DATA FOR REVIEW
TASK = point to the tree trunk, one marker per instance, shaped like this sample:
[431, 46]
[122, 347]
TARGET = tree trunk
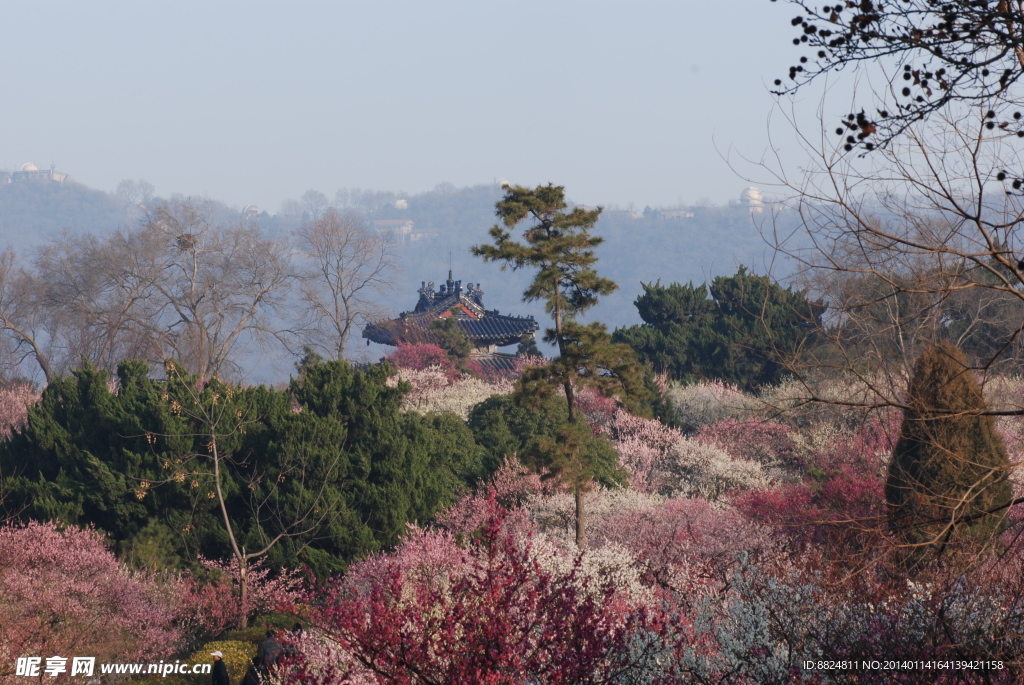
---
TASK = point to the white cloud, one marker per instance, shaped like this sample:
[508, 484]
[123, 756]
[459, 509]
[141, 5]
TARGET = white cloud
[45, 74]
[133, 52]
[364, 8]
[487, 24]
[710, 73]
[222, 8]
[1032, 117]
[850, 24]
==
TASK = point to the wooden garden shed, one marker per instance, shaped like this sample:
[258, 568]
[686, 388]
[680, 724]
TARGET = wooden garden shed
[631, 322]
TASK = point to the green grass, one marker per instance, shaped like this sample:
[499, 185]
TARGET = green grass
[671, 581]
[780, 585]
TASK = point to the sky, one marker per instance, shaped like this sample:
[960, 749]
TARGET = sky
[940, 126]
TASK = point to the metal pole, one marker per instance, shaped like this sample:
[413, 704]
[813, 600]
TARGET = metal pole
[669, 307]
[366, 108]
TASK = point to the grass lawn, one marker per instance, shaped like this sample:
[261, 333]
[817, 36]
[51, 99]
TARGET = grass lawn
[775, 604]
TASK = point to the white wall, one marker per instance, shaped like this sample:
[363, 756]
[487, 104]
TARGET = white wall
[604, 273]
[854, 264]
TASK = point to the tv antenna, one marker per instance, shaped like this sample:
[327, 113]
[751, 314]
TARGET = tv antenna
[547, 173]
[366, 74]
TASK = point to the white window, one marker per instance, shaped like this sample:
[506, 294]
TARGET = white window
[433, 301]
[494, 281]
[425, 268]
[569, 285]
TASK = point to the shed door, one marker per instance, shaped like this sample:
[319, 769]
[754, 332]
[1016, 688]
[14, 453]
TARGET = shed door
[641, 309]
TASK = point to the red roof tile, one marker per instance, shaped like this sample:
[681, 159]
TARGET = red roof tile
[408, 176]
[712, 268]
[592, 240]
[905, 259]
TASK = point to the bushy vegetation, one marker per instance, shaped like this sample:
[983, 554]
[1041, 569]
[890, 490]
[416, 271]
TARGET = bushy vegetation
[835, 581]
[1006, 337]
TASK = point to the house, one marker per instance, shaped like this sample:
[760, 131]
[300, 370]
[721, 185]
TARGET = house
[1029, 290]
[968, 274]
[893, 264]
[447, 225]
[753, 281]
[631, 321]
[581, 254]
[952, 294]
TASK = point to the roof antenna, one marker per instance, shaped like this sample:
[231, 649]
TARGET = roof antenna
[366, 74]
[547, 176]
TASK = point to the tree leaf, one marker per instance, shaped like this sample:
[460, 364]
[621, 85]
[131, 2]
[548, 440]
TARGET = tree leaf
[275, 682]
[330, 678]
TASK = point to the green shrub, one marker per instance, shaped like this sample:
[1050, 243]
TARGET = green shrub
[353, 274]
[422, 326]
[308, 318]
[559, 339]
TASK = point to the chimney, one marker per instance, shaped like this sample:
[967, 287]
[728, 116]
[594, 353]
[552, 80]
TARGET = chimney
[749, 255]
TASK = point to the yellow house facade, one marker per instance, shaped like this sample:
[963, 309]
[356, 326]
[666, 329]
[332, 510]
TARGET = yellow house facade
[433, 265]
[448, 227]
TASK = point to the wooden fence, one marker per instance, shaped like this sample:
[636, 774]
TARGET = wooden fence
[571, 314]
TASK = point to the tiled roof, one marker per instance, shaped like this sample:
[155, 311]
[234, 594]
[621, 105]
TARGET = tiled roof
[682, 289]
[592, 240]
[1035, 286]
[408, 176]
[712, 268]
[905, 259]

EXERCISE DESCRIPTION
On how many lines of the data does the word "trunk" appear? Only the number is wanted.

RESPONSE TO THE EXERCISE
2